I will shortly elaborate the previous point through telephoning again; the communication technology allows for temporary inhabitation of not the whole human being, but only their most essential components with regard to sufficient practice of information transmission – their voices, and as to receiving it, the devices that allow such cybernetic practice often feature an ‘electronic mouth’ – a speaker – that turns the inhabited voices into sounds again. With our telephony technologies of today the body is already mostly obsolete (apart from its vocal attributes), and the mind – the faculty of abstraction and understanding of information – is primary.

Technical artifacts help to make an information theoretic view a part of everyday life. From ATMs to the Internet … information is increasingly perceived as interpenetrating material forms. … From here it is a small step to perceiving information as more mobile, more important, more essential than material forms. When this impression becomes part of your cultural mindset, you have entered the condition of virtuality. (Hayles 2010:19)


CHAPTER #3 : THE REAL VIRTUALITY FOR THE MIND

The Liberation and Construction of Information in the Age of Internet

As discussed in the previous chapter, our technologies emphasise not the physical existence of matter but their meanings. Hayles (2010:26) states how ‘the user’s sensory system’ is put ‘into a direct feedback loop with a computer’ within a virtual reality – the Net is a playground for our intelligences, featuring broad freedom and openness, which fully fits the transhumanist viewpoint of the liberated human being. With our digital technologies, our minds play an active role in the cybernetic processes undergone whilst surfing online, interpreting and comprehending the information we come across.

*Given entries*:
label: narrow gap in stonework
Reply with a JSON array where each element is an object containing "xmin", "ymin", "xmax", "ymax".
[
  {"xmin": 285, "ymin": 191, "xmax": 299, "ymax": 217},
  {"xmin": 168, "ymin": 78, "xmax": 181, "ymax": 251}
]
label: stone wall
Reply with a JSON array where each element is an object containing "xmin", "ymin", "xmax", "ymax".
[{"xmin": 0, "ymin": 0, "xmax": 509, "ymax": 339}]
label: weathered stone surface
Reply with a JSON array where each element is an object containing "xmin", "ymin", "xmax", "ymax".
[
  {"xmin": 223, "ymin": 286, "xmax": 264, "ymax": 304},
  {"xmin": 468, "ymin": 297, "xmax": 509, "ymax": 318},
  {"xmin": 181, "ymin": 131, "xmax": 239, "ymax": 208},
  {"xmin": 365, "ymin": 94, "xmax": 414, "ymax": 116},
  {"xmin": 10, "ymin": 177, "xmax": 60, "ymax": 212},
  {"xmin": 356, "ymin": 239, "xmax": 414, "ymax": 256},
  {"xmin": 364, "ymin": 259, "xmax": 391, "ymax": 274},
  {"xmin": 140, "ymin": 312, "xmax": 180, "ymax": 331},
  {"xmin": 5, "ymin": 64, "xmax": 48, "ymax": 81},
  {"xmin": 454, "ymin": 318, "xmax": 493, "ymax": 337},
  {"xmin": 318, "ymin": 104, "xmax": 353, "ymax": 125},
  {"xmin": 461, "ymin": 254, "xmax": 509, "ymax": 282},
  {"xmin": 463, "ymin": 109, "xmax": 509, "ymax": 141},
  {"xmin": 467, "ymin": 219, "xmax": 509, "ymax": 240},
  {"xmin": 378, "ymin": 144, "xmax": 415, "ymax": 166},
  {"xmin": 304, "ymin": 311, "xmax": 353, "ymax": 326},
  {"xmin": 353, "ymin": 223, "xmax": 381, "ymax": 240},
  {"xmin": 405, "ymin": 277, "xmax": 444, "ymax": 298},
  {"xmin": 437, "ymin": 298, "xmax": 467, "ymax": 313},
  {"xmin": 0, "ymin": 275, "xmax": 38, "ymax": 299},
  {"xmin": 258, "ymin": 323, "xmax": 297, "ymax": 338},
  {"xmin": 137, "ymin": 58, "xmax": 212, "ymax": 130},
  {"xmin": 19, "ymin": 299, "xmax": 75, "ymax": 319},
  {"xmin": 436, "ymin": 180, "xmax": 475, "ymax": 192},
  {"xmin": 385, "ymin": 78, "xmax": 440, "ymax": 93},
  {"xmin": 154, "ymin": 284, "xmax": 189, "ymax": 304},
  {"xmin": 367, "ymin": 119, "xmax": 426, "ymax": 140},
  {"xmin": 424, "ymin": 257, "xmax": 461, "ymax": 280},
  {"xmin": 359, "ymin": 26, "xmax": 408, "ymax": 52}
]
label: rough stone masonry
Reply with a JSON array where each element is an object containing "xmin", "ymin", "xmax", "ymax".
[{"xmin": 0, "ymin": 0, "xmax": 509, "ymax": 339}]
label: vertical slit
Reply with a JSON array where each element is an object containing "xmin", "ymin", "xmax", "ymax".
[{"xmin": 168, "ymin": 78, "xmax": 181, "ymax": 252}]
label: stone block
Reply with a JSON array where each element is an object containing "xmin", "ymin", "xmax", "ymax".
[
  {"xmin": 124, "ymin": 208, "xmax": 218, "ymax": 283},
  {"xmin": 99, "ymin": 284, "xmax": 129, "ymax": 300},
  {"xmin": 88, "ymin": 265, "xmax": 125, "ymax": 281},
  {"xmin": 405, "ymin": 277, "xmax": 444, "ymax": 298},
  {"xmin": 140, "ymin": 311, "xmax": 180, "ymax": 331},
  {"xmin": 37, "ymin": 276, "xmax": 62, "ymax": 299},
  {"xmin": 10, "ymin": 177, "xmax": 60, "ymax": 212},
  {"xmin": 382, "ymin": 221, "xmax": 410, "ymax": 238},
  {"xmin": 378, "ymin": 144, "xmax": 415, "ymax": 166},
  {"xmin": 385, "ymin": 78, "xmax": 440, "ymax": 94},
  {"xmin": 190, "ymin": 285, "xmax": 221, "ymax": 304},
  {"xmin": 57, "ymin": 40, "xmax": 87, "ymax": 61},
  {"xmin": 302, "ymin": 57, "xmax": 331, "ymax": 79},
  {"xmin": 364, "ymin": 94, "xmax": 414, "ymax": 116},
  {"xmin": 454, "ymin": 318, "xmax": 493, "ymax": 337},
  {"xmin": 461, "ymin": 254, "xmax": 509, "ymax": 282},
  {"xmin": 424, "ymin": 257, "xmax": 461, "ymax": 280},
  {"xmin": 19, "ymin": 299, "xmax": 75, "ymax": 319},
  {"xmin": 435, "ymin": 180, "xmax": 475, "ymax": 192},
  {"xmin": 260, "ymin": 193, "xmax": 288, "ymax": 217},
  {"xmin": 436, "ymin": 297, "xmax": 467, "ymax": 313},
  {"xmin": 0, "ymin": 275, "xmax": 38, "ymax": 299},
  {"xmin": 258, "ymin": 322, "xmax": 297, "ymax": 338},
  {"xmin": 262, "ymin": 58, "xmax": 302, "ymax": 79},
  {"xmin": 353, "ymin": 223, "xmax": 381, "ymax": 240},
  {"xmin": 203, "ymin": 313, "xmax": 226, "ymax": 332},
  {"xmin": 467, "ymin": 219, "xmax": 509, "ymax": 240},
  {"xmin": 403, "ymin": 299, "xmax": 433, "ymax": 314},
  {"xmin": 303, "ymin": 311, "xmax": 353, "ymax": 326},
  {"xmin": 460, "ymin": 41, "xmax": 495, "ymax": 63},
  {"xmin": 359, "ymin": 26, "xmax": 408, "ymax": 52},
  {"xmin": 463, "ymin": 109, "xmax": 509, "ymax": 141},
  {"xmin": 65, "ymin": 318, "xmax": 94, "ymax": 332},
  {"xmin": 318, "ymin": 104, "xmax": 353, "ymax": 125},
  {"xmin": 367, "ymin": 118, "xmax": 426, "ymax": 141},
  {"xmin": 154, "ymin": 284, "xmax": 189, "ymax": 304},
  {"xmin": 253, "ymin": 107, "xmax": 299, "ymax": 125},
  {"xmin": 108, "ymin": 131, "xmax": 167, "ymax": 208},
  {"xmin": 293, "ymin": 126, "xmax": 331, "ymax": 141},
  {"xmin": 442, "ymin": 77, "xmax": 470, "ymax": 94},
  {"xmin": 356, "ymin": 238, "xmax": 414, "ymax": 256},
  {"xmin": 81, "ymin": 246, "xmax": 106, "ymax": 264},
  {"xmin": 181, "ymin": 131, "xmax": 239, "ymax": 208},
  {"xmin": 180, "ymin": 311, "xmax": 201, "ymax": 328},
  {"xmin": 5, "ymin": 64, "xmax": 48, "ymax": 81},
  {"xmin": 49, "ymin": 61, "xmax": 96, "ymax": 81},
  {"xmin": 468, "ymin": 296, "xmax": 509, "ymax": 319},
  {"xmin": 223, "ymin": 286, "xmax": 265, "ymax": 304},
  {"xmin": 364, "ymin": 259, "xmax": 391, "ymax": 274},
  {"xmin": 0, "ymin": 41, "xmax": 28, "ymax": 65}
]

*What the exercise asks*: Revise the virtuality text above: write it out from "CHAPTER #3 : THE" up to and including "we come across.", putting "testing ground" in place of "playground".

*Completed task*:
CHAPTER #3 : THE REAL VIRTUALITY FOR THE MIND

The Liberation and Construction of Information in the Age of Internet

As discussed in the previous chapter, our technologies emphasise not the physical existence of matter but their meanings. Hayles (2010:26) states how ‘the user’s sensory system’ is put ‘into a direct feedback loop with a computer’ within a virtual reality – the Net is a testing ground for our intelligences, featuring broad freedom and openness, which fully fits the transhumanist viewpoint of the liberated human being. With our digital technologies, our minds play an active role in the cybernetic processes undergone whilst surfing online, interpreting and comprehending the information we come across.